WHAT THIS TASK INVOLVES: Would you transcribe word for word every line from the one containing "of the wooden" to the end of the data, both ends included, and leave out the rest?

THE DATA:
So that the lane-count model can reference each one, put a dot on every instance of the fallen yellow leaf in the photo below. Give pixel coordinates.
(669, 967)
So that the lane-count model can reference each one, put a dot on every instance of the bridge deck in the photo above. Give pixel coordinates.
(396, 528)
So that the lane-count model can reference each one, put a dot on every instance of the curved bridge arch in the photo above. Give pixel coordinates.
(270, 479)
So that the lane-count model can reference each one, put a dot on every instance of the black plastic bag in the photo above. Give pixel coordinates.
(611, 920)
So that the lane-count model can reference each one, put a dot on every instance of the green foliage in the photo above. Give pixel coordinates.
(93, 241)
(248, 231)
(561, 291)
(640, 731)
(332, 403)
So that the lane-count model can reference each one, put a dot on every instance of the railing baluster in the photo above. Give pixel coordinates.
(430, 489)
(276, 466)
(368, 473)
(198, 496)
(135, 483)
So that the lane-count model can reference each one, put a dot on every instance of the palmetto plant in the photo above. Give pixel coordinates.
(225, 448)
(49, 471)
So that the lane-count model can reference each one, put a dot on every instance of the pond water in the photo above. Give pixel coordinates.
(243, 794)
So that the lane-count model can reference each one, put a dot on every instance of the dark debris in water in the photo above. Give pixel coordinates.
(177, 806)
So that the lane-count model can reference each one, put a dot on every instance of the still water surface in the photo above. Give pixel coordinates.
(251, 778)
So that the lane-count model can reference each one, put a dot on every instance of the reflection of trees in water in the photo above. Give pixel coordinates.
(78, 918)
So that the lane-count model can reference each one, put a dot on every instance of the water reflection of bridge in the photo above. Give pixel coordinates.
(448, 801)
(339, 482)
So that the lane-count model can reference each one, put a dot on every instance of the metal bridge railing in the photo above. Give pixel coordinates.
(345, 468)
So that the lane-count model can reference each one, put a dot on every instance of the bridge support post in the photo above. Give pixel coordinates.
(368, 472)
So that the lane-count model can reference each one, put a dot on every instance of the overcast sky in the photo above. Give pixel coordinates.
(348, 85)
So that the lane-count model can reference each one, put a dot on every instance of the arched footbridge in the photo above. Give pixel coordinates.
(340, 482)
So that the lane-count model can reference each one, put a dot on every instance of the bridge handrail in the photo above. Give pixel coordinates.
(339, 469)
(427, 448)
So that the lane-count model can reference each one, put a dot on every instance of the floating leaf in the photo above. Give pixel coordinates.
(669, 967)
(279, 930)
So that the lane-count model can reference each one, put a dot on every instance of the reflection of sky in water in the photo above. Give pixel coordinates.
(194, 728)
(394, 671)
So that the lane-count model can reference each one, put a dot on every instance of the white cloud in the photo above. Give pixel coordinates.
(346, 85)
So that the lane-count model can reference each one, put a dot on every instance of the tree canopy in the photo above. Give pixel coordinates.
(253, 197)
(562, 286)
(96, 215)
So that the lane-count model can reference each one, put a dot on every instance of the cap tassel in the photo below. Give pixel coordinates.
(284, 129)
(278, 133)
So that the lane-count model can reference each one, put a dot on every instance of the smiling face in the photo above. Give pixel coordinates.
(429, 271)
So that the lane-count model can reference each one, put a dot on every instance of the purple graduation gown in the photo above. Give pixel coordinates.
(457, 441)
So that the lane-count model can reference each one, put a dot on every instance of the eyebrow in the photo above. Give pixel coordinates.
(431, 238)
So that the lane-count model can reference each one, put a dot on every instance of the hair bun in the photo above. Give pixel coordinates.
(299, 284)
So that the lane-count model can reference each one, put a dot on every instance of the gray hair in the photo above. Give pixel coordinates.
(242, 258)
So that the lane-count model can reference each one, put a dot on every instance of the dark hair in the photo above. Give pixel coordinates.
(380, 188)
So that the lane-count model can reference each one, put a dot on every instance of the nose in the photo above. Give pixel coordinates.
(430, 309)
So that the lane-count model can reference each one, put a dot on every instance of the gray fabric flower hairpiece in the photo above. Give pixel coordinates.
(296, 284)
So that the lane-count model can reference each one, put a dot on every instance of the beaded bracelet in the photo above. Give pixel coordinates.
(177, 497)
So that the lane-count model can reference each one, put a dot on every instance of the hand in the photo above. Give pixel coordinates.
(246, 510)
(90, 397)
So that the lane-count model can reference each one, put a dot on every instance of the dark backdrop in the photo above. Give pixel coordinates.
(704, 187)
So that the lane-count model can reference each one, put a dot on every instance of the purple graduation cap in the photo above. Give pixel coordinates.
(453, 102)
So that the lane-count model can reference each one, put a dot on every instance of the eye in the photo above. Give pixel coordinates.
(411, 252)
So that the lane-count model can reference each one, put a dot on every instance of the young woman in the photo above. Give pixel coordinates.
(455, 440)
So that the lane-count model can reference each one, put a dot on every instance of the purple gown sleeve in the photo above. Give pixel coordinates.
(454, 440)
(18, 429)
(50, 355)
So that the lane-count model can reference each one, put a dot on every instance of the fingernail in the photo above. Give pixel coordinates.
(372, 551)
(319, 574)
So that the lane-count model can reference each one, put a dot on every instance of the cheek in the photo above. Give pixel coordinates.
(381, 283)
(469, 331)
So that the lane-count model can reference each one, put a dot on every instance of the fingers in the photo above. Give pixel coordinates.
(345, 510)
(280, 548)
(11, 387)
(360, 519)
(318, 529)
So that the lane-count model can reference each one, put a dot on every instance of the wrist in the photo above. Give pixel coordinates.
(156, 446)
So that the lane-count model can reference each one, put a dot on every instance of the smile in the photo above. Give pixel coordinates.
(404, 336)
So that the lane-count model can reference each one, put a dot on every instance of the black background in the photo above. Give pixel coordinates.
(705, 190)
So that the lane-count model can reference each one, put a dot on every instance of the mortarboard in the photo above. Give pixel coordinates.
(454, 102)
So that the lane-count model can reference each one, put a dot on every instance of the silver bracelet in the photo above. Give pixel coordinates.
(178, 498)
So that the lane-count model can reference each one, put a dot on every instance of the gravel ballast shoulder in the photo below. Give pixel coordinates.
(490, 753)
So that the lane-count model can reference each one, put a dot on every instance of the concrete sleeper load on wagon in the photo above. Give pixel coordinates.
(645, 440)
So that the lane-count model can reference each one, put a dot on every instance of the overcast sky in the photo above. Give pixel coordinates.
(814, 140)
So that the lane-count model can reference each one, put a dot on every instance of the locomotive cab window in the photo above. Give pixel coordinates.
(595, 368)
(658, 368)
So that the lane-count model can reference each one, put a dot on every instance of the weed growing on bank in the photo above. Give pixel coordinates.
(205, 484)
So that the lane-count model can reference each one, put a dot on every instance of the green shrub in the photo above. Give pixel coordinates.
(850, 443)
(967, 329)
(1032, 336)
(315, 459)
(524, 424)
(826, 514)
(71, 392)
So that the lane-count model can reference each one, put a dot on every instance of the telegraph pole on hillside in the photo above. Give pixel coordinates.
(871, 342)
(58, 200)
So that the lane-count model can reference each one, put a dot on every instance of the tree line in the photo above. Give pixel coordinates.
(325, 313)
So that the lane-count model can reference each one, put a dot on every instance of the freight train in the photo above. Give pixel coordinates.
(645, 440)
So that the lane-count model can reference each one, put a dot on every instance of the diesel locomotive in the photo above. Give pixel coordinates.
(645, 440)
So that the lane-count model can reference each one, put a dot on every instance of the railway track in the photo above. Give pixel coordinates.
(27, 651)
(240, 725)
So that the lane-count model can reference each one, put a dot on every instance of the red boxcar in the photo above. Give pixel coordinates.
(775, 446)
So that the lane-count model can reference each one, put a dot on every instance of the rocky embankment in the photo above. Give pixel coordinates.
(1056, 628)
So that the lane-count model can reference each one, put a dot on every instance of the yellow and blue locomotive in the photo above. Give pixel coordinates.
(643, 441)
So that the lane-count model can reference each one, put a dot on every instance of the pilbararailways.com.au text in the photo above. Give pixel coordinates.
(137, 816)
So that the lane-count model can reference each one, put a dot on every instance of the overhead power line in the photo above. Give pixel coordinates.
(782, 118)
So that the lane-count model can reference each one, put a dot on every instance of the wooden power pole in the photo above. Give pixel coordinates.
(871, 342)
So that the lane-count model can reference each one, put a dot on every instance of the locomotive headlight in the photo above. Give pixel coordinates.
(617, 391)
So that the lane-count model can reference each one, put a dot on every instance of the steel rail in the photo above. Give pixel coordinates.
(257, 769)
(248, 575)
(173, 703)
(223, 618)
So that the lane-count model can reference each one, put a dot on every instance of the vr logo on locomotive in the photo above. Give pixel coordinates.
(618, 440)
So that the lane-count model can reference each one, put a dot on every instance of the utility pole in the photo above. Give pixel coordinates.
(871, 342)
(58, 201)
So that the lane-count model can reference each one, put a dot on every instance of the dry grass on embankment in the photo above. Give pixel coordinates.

TASK SOLUTION:
So that the lane-count model can reference each one, put a dot on every instance of the wooden power pole in the photo above. Give pixel coordinates.
(871, 342)
So that the lane-count model can reference each one, put a dot on every instance of the locomotive headlight in the photo above. Give pixel coordinates.
(617, 391)
So that the lane-count model can reference each one, put a dot on every instance of the steel rail in the photo above. Give pixel coordinates.
(257, 769)
(248, 575)
(173, 703)
(223, 618)
So that the lane-count model can reference each one, put a dot on every instance of the vr logo on locomotive in the photo above. Give pixel coordinates.
(618, 440)
So that the lane-count model can reference each one, put a dot on every instance of the utility pole in the photo above. Give pixel coordinates.
(871, 342)
(58, 201)
So that the lane-count model can reference each one, put a dot on every instance of the dry grass on embankment in the photo above. Give pixel coordinates.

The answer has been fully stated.